Exercises to complete:
A - Say whether each statement agrees with the aggressive driving passage, answering yes or no and quoting the deciding words of the passage.
(i) All states need major new laws on aggressive driving.
(ii) In many states, changes in the point system can be made administratively.
(iii) Each state should handle the process in the same uniform way.
B - Rewrite the aggressive driving passage from "Each state needs" up to and including "or negligent driving.", substituting "vehicular endangerment statute" for "reckless driving statute".
C - Answer these questions from the aggressive driving passage.
(i) Of what should law enforcement convict the aggressive driver?
(ii) Which existing statute is named as one that could be reviewed for amendment?
(iii) What should a conviction for an aggressive driving violation involve?

Each state needs to determine whether it is necessary to pass an "aggressive driving" statute. States need to look at their existing laws to determine whether its laws can appropriately deter and punish serious violators of traffic laws. Multiple traffic law violations increase crash risk. Law enforcement should reflect the seriousness of that increased risk by convicting the aggressive driver of every violation committed.

While states may need additional aggressive driving laws, an option may be to review the current statutory framework such as the reckless driving statute to see if an amendment may adequately address the problem of careless or negligent driving.

In many states, changes in the point system can be accomplished administratively; in others technical statutory changes may be needed. But in all states the need is for rigorous enforcement of every law violated by aggressive drivers, not major new laws on aggressive driving.

This process should be addressed by each state on an individualized basis. States might consider the following points when reviewing related statutes and practices:

  • Conviction for an aggressive driving violation should involve a significant number of points and/or a minimum license suspension.

Collected material:
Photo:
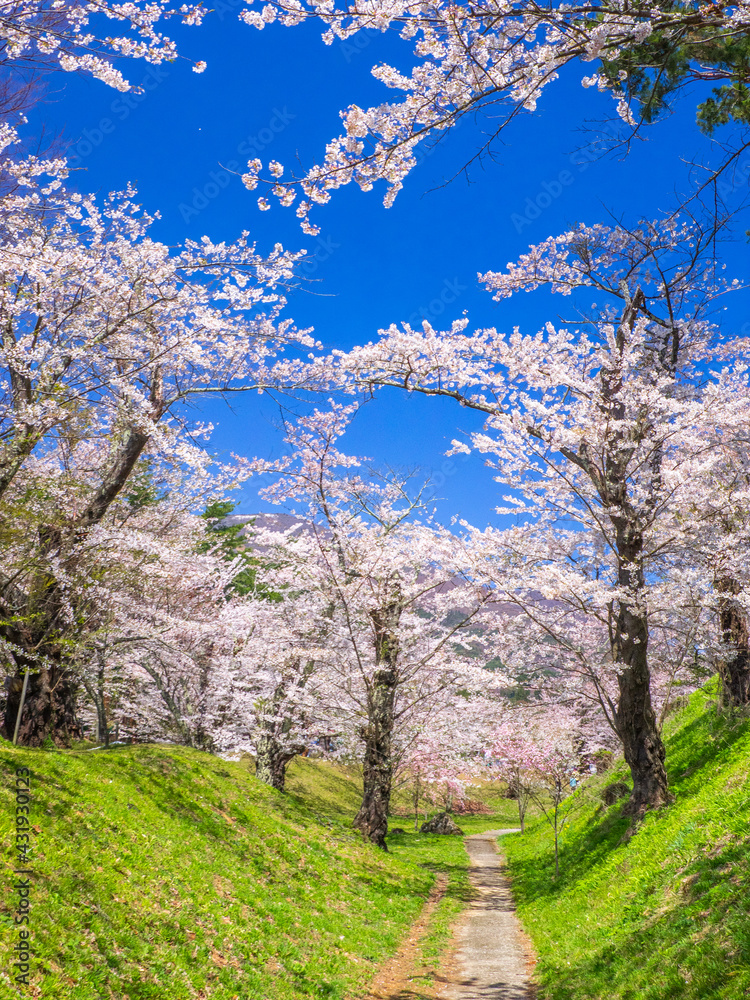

Responses by task:
A -
(i) No: "not major new laws on aggressive driving"
(ii) Yes: "In many states, changes in the point system can be accomplished administratively"
(iii) No: "This process should be addressed by each state on an individualized basis"

B -
Each state needs to determine whether it is necessary to pass an "aggressive driving" statute. States need to look at their existing laws to determine whether its laws can appropriately deter and punish serious violators of traffic laws. Multiple traffic law violations increase crash risk. Law enforcement should reflect the seriousness of that increased risk by convicting the aggressive driver of every violation committed.

While states may need additional aggressive driving laws, an option may be to review the current statutory framework such as the vehicular endangerment statute to see if an amendment may adequately address the problem of careless or negligent driving.

C -
(i) Every violation committed.
(ii) The reckless driving statute.
(iii) A significant number of points and/or a minimum license suspension.